The next basic function in the pipe is define; it is going to take two arguments, and look something like this:

(define whatever (quote (1 2 3)))

where whatever is any arbitrary LABEL and the second argument is anything at all. define will evaluate the second argument and store it in some environment under the label given as the first argument, and after this, all references in the code to the label whatever should be evaluated to the second argument. So, for instance:

(cons (quote 0) whatever)

Should evaluate (quote 0) to 0 and whatever to (1 2 3), and then cons them together to return:

(0 1 2 3)

I know that in order to save that association, I’m going to need a place to store it, and for that, I’ll need some concept of an ‘environment’. I don’t really know what it’s going to look like yet, but I know it’s going to need a header file, and I have a general idea of what its interface is going to be. I know I’m going to have some sort of struct called an Env, I know I’m going to need a setter function that takes an Env and a key value pair and returns void, and a getter that takes an Env and a key and returns a value- and I know I’ll need a deletion function too, or at least a way to free a whole env up at once. This is basically a miniature little CRUD interface! (set = Create, get = Read, delete+set = Update, delete = Delete)

#ifndef ENV_GUARD
#define ENV_GUARD

typedef struct _Env Env;

C *set(Env*,C *key, C *value);
C *get(Env*, C *key);
C *delete(Env*, C *key);

#endif

I’ll jump a little bit now, before implementing something for this, to where it will be used in the evaluation code! eval currently looks like this:

C *eval(C* c) {
    switch (c->type) {
        case LIST:
        {
            C *out = apply(eval(c->val.list));
            out->next = c->next;
            free(c);
            return out;
        }
        case LABEL:
        case BUILTIN:
        case NIL:
            return c;
    }
}

Where evaluating a LABEL simply returns itself. This is silly- I want a label to return what it has been assigned to, or else throw an error! This is where I will be get()ting a value from an Env

#include "eval.h"

Task brief:
Answer these questions from the text about `define`:
1. What does the text say `(cons (quote 0) whatever)` should return?
2. What is the struct called that the header file declares?
3. In the current `eval`, what does evaluating a LABEL return?
The lines after this point have no connection to the text about `define`.

Material provided:
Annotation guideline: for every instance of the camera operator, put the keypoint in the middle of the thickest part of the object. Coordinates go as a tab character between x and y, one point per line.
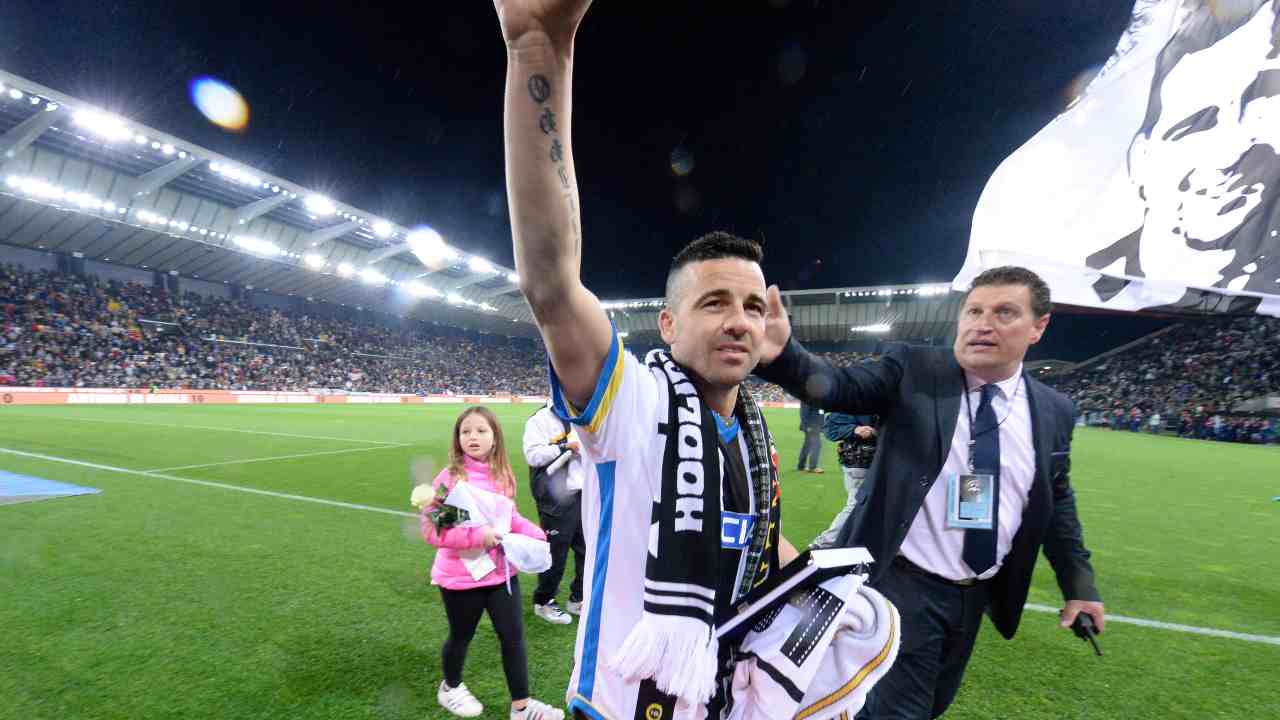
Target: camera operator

Solution to this task:
1. `(0 1 2 3)`
2. `Env`
3. The LABEL itself